Below are entries; output exactly the lines from the one with "Please identify the dark" to the one with "Please identify the asphalt", both included, and nothing else.
Exercise materials Block Start
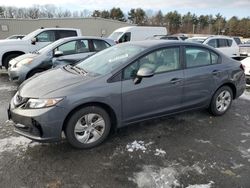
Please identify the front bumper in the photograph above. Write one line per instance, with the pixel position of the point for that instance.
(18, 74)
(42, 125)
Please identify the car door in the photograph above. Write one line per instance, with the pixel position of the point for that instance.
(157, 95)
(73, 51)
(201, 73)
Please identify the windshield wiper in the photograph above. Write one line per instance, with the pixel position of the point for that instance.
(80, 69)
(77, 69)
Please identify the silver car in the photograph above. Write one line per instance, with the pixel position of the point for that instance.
Exercise materials Block End
Exercise materials Block Start
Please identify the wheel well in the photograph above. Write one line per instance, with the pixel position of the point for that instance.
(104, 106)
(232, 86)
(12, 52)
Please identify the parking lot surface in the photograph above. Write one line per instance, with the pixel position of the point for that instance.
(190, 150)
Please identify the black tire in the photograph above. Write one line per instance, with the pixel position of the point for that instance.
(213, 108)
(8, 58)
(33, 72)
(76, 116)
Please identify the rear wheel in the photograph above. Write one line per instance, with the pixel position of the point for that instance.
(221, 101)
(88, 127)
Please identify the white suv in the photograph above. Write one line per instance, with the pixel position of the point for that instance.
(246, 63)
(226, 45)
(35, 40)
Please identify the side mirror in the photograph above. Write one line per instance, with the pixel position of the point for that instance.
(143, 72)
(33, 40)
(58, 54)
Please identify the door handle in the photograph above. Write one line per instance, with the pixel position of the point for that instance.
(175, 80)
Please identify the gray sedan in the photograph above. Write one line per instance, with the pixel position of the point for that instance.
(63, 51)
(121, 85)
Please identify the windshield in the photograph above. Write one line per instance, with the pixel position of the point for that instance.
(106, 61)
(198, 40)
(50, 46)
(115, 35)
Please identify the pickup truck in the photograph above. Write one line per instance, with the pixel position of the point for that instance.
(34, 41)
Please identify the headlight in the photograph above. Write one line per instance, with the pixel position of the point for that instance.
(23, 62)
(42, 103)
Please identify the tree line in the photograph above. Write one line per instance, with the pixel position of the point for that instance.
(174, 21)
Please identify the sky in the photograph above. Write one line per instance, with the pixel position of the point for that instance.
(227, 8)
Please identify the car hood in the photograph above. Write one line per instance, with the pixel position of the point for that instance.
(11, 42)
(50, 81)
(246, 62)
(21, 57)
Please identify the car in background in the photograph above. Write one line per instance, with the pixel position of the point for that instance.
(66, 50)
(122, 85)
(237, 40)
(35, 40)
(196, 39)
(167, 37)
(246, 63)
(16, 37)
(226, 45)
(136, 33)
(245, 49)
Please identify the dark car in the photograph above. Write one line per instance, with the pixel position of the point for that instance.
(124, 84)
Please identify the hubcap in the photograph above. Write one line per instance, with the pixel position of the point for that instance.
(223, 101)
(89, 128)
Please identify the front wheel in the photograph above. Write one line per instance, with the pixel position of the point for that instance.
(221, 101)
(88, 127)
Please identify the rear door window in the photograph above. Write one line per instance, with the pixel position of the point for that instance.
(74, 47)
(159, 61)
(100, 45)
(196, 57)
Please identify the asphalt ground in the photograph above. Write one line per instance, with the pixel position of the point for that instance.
Exercise materials Block End
Answer for this exercise:
Please identify the dark car in the photograph above. Write one line per instance, with the pixel position of the point for that instance.
(124, 84)
Please identify the hubcap in the photograph above. Write one line per instance, with the pixel position of the point for that instance.
(223, 101)
(89, 128)
Please identify the front wheel in the photograph above. Write one line per instance, with the pixel position of the point for that instance.
(221, 101)
(88, 127)
Please identify the rear door window in the photograph above. Write one line per instance, with the pixel position of the point for that instance.
(74, 47)
(159, 61)
(100, 45)
(196, 57)
Please identify the asphalt ground in the photograph above. Write one line per instance, with the pixel position of the point for that instance.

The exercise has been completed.